- _Passage provided_:
----------

By Favour Ajibade
Nigeria and 11 other African countries have lost millions of dollars to a hacking group based in an unknown french speaking African country, a Singapore-based cyber security firm Group IB and Orange CERT, the IT security arm of French telecommunications company Orange have revealed in a report.
In the report Nigeria and 11 other African countries lost millions of dollars to a hacking group based in an unknown French-speaking African country.
According to the report, the threat actor, which mainly targeted Francophone Africa was codenamed OPERA1ER and relied solely on known off-the-shelf tools.
The report said the threat actor managed to launch over 30 successful attacks against banks, financial services providers, and telecommunication companies between 2018 and 2022, stealing $11 million in the process.

----------

- _Task objective_:
What is the Spanish translation of this sentence from the article on the hacking group: "The report said the threat actor managed to launch over 30 successful attacks against banks, financial services providers, and telecommunication companies between 2018 and 2022, stealing $11 million in the process."?

- _Material provided_:
----------

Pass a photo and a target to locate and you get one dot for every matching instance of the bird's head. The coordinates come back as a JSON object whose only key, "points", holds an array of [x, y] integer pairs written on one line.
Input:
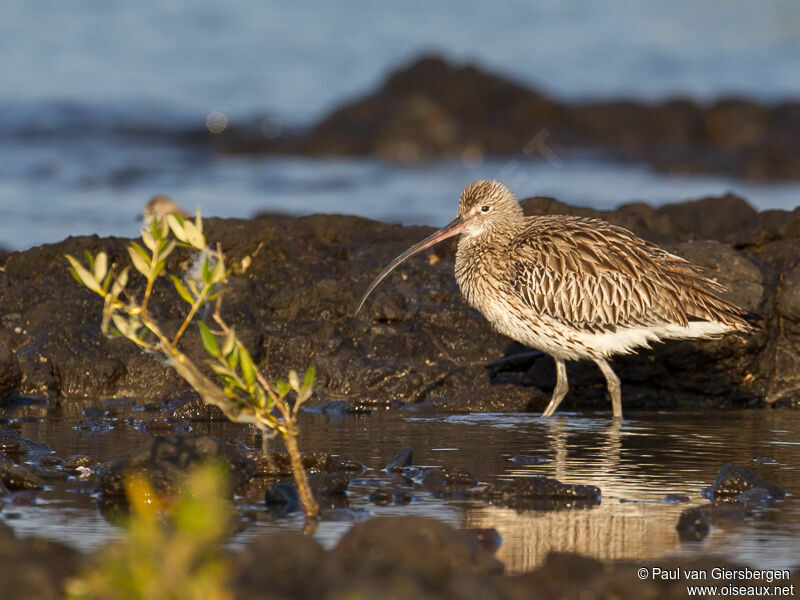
{"points": [[482, 205], [485, 203]]}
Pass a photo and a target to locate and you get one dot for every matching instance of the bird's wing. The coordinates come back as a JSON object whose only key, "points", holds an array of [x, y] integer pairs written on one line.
{"points": [[594, 275]]}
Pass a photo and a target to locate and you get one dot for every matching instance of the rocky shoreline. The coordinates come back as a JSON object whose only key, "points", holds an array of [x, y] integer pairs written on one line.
{"points": [[381, 557], [432, 109], [417, 343]]}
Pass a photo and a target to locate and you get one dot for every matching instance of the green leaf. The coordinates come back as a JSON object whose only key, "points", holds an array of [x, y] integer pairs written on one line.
{"points": [[206, 270], [139, 258], [310, 376], [181, 289], [167, 248], [222, 371], [194, 235], [122, 324], [100, 266], [149, 240], [159, 267], [84, 276], [209, 339], [218, 273], [282, 387], [233, 357], [120, 282], [175, 223], [228, 344], [261, 397], [248, 369], [294, 381]]}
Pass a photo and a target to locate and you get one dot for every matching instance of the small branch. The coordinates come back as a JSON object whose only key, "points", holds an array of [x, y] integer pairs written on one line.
{"points": [[199, 301]]}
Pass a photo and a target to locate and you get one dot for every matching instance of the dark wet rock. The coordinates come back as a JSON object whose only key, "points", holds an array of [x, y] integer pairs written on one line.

----------

- _Answer below_:
El informe indicó que el actor de amenazas logró lanzar más de 30 ataques exitosos contra bancos, proveedores de servicios financieros y empresas de telecomunicaciones entre 2018 y 2022, robando 11 millones de dólares en el proceso.